* _Aim of the exercise_: Count the lines in the rows below that contain the word "jute". Reply with the number only.

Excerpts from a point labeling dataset
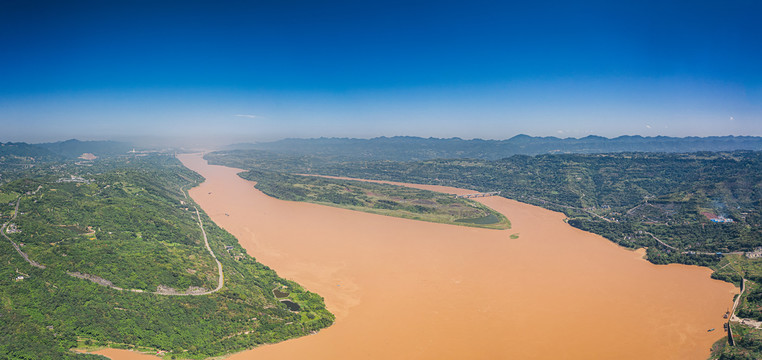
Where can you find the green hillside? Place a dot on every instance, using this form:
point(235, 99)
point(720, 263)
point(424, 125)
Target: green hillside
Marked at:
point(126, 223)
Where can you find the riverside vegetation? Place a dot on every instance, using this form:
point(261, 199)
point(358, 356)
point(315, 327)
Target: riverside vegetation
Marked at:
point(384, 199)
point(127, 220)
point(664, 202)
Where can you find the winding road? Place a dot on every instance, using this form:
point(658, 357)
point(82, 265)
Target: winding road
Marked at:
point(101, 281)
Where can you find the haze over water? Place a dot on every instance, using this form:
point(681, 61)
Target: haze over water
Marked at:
...
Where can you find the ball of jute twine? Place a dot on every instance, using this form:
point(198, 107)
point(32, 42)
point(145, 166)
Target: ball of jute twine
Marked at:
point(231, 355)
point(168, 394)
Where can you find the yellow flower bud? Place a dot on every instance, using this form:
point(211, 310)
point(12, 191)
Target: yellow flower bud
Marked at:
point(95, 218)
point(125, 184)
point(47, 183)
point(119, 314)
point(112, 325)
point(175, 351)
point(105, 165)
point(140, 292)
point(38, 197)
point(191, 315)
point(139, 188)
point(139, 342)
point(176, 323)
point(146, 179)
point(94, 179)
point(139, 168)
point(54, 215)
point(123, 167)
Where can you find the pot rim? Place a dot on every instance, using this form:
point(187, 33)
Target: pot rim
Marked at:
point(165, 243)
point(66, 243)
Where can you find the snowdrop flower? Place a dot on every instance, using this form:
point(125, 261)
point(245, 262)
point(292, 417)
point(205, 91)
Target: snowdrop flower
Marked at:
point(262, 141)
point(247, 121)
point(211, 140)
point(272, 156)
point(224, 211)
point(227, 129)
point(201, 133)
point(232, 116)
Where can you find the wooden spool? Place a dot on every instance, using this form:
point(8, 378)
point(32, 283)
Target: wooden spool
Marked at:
* * *
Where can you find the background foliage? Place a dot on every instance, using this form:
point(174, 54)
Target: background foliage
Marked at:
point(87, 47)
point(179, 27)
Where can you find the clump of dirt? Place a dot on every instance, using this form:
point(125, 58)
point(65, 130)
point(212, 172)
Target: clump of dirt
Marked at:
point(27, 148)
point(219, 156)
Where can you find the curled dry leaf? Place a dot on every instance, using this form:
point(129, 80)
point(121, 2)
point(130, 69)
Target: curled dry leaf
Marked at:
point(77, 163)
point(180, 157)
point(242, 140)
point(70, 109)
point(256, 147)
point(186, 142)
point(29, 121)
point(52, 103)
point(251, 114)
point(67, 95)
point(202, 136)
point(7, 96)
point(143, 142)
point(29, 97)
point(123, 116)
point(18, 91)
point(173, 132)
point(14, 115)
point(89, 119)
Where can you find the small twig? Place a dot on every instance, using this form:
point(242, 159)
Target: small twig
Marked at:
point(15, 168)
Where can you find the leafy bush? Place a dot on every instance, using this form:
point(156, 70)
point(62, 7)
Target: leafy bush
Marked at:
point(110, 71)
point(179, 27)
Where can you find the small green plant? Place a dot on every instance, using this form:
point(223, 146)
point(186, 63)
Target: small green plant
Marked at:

* _Output for this task_: 2